----- MATERIAL FOR THE TASK

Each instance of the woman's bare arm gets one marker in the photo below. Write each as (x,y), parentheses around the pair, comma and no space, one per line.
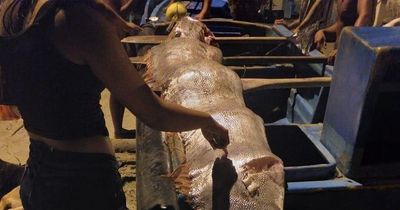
(85,36)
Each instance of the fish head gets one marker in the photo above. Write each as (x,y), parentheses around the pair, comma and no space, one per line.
(188,27)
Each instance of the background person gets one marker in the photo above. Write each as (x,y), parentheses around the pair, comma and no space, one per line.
(62,53)
(356,13)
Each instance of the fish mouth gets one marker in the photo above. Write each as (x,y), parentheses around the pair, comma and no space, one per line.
(256,168)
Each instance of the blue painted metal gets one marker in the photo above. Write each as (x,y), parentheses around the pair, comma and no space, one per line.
(363,107)
(339,183)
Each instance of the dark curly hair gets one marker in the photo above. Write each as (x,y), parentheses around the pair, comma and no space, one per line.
(14,15)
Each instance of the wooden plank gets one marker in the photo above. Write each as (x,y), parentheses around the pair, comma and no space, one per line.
(250,40)
(268,60)
(137,60)
(259,84)
(158,39)
(153,39)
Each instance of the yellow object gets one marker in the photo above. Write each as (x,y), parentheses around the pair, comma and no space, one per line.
(175,11)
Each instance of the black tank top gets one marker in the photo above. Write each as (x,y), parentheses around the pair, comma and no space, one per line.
(57,98)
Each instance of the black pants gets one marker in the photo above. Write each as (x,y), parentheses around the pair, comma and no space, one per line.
(58,180)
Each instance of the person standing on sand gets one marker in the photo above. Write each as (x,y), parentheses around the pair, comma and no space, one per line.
(59,55)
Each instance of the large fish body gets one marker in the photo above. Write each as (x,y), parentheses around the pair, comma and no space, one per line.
(188,71)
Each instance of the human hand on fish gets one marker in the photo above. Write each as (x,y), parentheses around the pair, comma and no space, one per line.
(216,135)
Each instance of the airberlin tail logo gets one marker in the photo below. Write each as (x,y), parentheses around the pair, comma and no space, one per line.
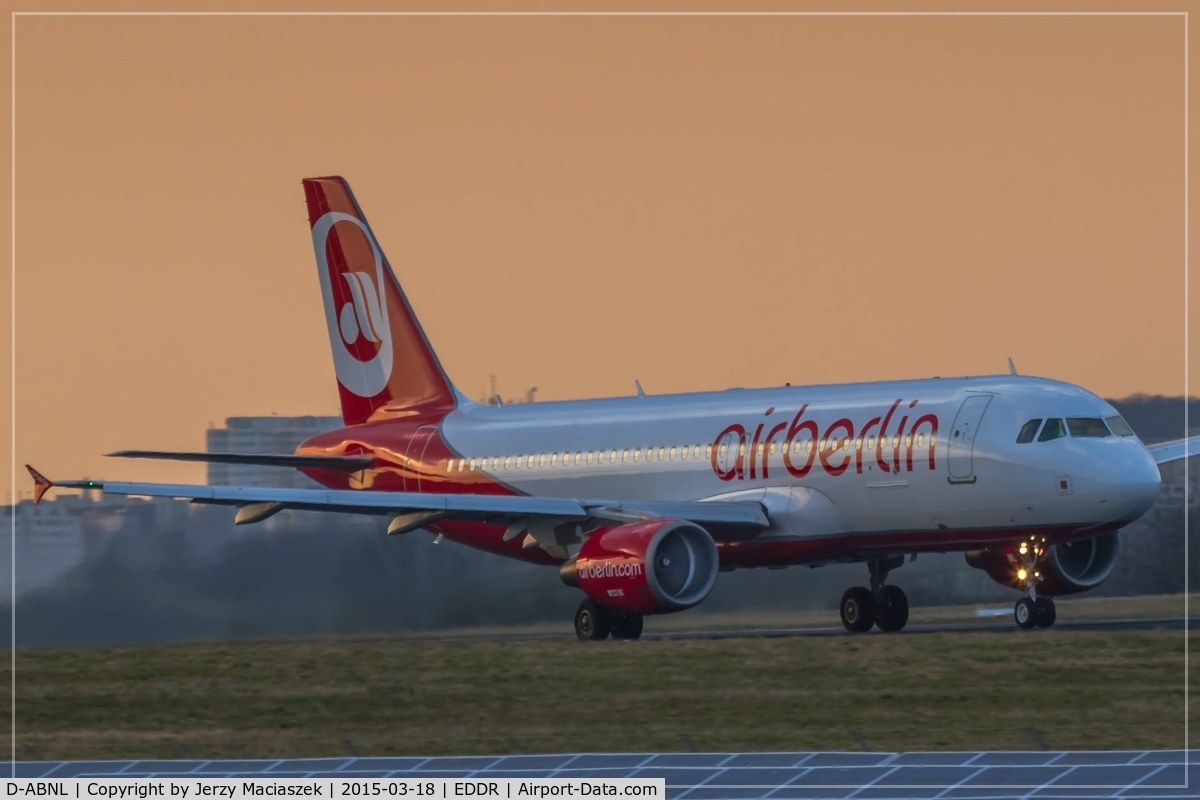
(364,316)
(352,286)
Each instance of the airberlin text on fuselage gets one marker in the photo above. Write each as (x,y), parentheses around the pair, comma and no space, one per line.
(611,570)
(841,445)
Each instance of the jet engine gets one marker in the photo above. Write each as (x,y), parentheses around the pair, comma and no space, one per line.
(646,567)
(1066,569)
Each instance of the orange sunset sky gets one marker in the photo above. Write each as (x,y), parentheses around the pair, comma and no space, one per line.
(574,203)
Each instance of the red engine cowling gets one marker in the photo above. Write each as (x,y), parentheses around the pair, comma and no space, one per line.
(646,567)
(1066,569)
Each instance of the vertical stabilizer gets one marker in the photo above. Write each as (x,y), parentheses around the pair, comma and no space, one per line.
(381,354)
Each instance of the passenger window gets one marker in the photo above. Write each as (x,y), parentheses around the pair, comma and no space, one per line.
(1029,431)
(1053,429)
(1119,426)
(1087,427)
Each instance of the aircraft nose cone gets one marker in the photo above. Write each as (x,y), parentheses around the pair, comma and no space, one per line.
(1141,481)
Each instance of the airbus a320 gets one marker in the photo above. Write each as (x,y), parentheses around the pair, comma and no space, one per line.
(642,500)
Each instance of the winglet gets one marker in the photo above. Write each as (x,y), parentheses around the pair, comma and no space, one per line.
(41,483)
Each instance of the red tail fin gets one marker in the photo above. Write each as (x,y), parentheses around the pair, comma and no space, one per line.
(381,354)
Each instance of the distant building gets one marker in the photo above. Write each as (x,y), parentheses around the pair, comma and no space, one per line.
(64,530)
(263,435)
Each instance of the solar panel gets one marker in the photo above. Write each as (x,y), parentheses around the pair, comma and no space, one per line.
(721,776)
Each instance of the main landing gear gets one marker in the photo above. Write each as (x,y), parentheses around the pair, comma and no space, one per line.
(597,621)
(1032,611)
(881,605)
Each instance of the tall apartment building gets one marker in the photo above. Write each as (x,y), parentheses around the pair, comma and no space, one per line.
(263,435)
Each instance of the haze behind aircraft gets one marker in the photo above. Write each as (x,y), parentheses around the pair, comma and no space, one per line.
(641,501)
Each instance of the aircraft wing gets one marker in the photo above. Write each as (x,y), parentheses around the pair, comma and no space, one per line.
(343,463)
(1169,451)
(725,519)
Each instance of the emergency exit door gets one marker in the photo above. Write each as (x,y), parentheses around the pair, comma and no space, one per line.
(963,435)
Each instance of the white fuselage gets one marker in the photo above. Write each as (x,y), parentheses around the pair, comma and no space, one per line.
(958,467)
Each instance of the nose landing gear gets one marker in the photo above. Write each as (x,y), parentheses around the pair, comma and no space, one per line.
(882,606)
(1032,611)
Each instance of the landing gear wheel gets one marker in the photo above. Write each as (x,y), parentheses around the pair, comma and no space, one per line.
(892,611)
(857,609)
(592,621)
(1025,612)
(627,626)
(1047,613)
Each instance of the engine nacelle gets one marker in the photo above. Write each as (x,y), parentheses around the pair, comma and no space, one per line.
(1066,569)
(646,567)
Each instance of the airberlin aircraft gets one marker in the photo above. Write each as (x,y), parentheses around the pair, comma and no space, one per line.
(642,500)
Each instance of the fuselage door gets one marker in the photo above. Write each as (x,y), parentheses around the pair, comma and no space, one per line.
(963,434)
(727,452)
(414,457)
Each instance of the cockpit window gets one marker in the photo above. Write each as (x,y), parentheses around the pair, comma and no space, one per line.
(1089,427)
(1029,431)
(1119,426)
(1053,429)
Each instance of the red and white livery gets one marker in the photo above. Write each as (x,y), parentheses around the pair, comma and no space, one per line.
(641,500)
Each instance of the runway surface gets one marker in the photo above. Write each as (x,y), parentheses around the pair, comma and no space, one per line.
(996,626)
(718,776)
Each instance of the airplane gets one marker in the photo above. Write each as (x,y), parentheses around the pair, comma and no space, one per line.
(640,501)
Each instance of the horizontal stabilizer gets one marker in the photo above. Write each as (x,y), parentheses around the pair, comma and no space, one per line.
(343,463)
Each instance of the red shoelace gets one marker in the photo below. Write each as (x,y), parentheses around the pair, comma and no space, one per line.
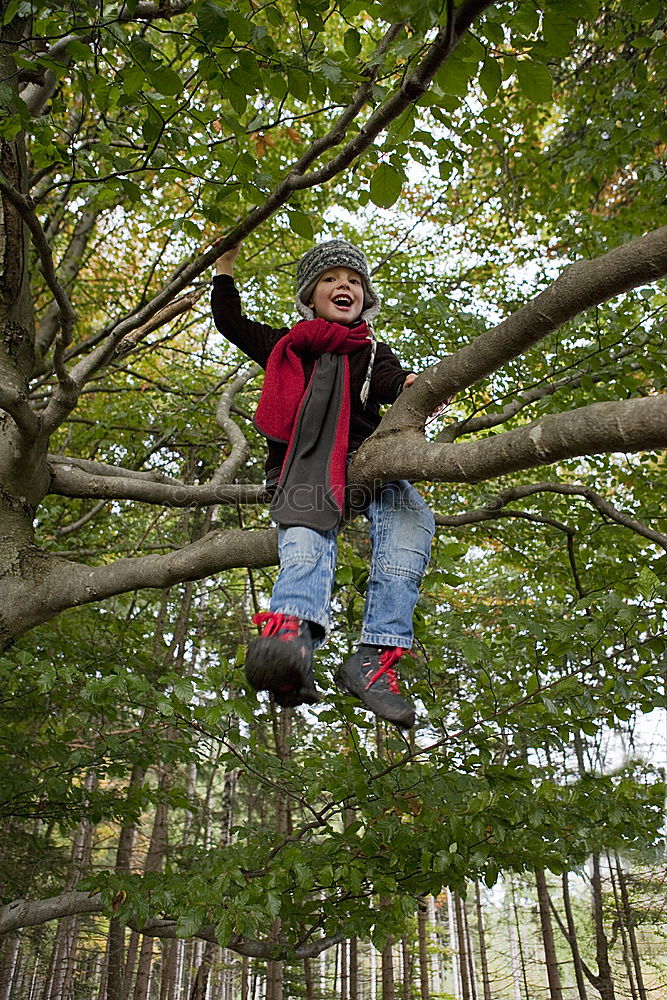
(275,623)
(387,660)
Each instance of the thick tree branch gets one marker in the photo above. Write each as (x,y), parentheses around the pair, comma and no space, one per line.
(15,403)
(601,428)
(580,286)
(31,913)
(70,480)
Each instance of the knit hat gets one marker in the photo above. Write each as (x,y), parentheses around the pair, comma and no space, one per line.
(324,257)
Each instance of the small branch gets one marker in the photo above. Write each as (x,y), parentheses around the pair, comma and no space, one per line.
(595,499)
(15,403)
(601,428)
(240,447)
(580,286)
(176,308)
(70,480)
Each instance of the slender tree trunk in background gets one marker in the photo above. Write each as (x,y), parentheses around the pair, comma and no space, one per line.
(354,969)
(462,946)
(629,920)
(245,978)
(8,966)
(422,931)
(572,939)
(344,972)
(550,957)
(435,979)
(408,963)
(516,949)
(116,944)
(481,934)
(619,923)
(154,860)
(67,935)
(388,992)
(130,960)
(605,984)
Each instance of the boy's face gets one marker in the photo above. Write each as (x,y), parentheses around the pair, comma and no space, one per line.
(338,296)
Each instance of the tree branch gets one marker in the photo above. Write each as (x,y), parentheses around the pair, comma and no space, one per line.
(601,428)
(31,913)
(240,447)
(580,286)
(296,179)
(15,403)
(24,207)
(69,479)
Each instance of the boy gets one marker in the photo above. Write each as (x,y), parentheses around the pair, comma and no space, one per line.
(325,380)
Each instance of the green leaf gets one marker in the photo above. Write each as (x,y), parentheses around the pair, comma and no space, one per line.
(352,43)
(490,78)
(386,184)
(165,80)
(212,21)
(301,224)
(534,80)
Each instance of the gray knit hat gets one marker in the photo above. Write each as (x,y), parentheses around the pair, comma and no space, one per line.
(323,257)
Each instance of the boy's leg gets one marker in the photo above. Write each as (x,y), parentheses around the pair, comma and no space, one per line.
(281,659)
(402,528)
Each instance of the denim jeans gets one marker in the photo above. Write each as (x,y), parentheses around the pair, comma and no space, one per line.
(401,531)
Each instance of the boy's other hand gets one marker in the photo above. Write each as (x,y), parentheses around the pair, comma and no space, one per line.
(225,262)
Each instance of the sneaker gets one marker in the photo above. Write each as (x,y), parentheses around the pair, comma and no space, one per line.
(369,675)
(281,659)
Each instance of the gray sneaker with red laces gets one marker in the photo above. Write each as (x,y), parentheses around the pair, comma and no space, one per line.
(281,659)
(369,675)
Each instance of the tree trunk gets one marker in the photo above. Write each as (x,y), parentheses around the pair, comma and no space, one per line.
(408,962)
(116,966)
(200,984)
(422,932)
(154,860)
(629,921)
(462,946)
(550,957)
(388,992)
(481,933)
(605,983)
(572,939)
(8,965)
(354,969)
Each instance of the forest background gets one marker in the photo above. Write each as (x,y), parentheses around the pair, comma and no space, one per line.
(165,832)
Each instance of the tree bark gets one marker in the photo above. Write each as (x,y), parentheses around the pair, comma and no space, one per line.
(604,981)
(116,987)
(629,921)
(481,933)
(550,957)
(388,990)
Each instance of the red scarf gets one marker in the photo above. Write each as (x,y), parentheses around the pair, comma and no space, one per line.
(289,410)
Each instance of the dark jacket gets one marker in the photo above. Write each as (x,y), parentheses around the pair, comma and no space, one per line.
(257,341)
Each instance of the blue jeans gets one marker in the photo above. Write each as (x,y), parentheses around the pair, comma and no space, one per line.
(401,531)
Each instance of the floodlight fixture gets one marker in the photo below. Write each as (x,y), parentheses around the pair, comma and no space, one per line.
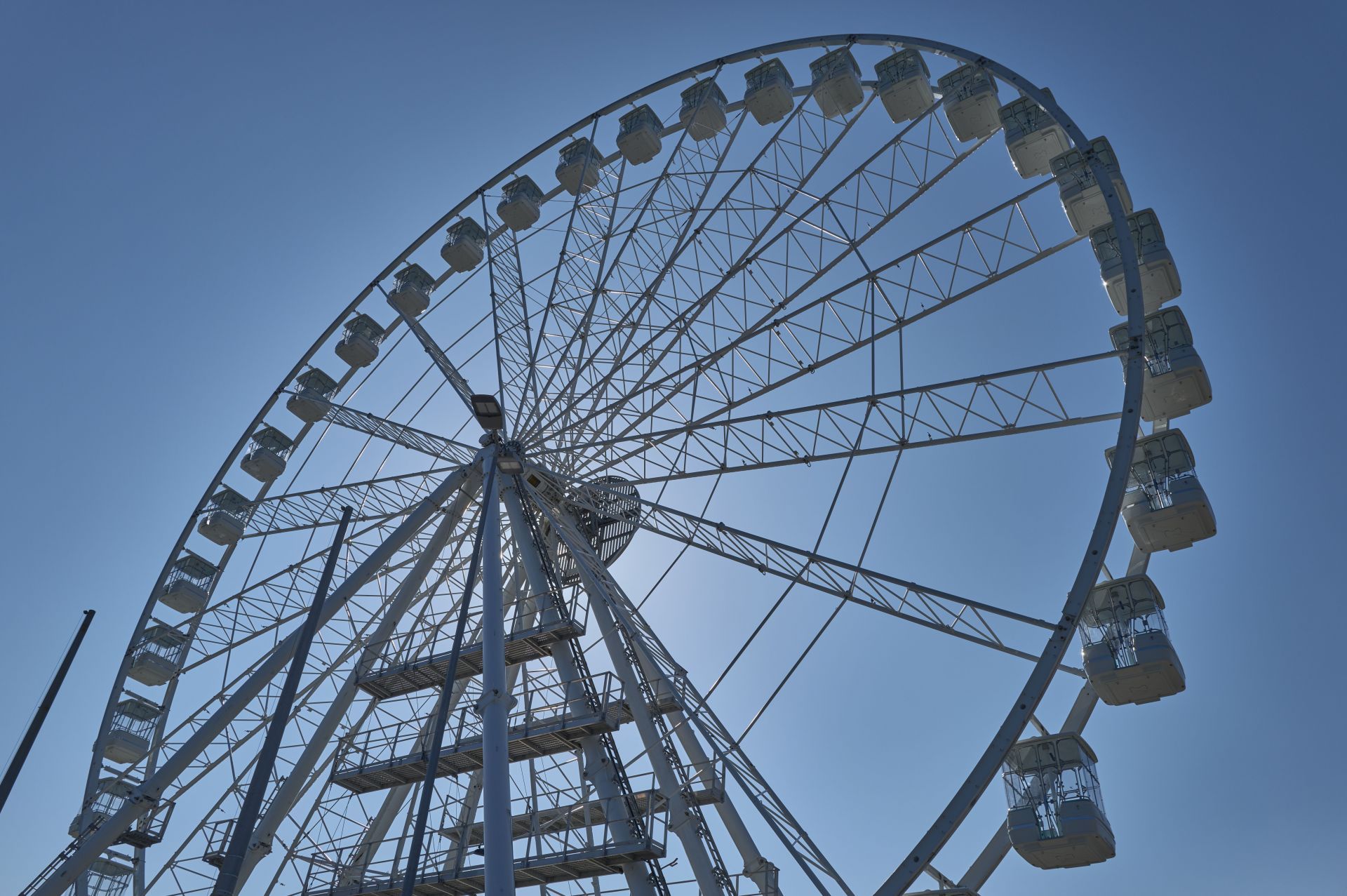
(487,408)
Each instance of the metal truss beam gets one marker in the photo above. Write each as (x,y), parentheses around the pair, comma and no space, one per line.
(145,796)
(690,701)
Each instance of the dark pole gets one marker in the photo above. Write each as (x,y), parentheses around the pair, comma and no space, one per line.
(437,737)
(41,716)
(234,860)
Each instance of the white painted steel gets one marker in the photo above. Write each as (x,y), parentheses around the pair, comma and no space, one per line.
(587,175)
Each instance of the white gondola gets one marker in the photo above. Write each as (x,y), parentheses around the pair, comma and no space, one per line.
(837,83)
(411,290)
(158,655)
(266,457)
(1159,275)
(522,203)
(1177,380)
(358,345)
(111,795)
(225,518)
(133,727)
(1082,197)
(702,109)
(313,395)
(108,876)
(903,83)
(1125,643)
(969,96)
(768,92)
(639,135)
(465,246)
(579,166)
(1033,139)
(1165,507)
(187,587)
(1057,813)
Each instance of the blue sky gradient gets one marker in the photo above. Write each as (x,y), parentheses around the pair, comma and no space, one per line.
(193,190)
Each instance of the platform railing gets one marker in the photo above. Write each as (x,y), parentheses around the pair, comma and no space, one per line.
(537,700)
(554,837)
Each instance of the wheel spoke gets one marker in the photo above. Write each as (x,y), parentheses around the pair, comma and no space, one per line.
(989,406)
(890,594)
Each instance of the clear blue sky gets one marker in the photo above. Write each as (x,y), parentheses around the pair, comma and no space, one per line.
(192,190)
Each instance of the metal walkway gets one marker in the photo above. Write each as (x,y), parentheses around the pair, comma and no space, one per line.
(531,739)
(582,814)
(532,871)
(429,671)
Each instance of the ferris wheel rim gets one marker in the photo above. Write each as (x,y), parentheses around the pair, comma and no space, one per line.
(1134,316)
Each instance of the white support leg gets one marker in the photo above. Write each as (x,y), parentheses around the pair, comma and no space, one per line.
(322,737)
(682,820)
(596,764)
(497,837)
(147,795)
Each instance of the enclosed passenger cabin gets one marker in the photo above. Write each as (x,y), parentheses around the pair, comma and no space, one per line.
(768,92)
(187,587)
(1159,276)
(639,135)
(1032,136)
(1082,197)
(111,795)
(579,166)
(521,203)
(266,456)
(1177,382)
(219,834)
(158,654)
(411,290)
(702,109)
(108,876)
(969,96)
(225,516)
(837,83)
(133,727)
(1125,643)
(1057,813)
(903,83)
(358,345)
(314,391)
(1165,507)
(465,246)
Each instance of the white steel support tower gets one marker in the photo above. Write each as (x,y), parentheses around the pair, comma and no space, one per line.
(667,364)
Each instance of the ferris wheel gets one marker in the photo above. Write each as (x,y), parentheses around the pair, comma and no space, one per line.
(755,285)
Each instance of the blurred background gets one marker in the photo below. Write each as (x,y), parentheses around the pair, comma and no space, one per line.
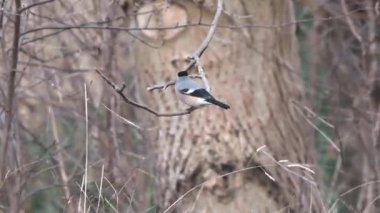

----------

SET EXERCISE> Leave out every picture and copy verbatim the lines running from the line containing "Each instance of the ferris wheel rim" through the final line of the data.

COMPLETE OUTPUT>
Each instance of the ferris wheel rim gets one marker in the photo above. Write each as (x,y), parentheses around the pair, comma and no space, one per line.
(1134,316)
Each instance of the white support leg gets one marker in the photo above. Write each as (x,y), parentheses around the pair, comma and no space, one per line.
(322,737)
(682,820)
(596,764)
(497,837)
(147,795)
Each instance of the enclosed passenger cabin gets one marker in the photo above. Write each as (x,y), parentheses around the pair, comma and no space, one per line.
(768,92)
(187,587)
(1159,276)
(639,135)
(1032,136)
(1082,197)
(111,795)
(579,166)
(521,203)
(266,456)
(1177,382)
(219,834)
(158,654)
(411,290)
(702,109)
(108,876)
(969,96)
(225,516)
(837,83)
(133,727)
(1125,643)
(1057,813)
(903,83)
(358,345)
(314,391)
(1165,507)
(465,246)
Each instance of the white steel support tower gets one marker in the photo above. Write each as (x,y), parentheses around the pair, comma and no space, one per line.
(667,364)
Each instance of the ferris wheel gets one marker in the photo above. Write each as (x,y), parentheses around the pair, comma and no space, one per line.
(755,285)
Each instance of the blurred background gets one marker in the photo below. Write each as (x,y), parentheses around the pair, comma and no space, one per line.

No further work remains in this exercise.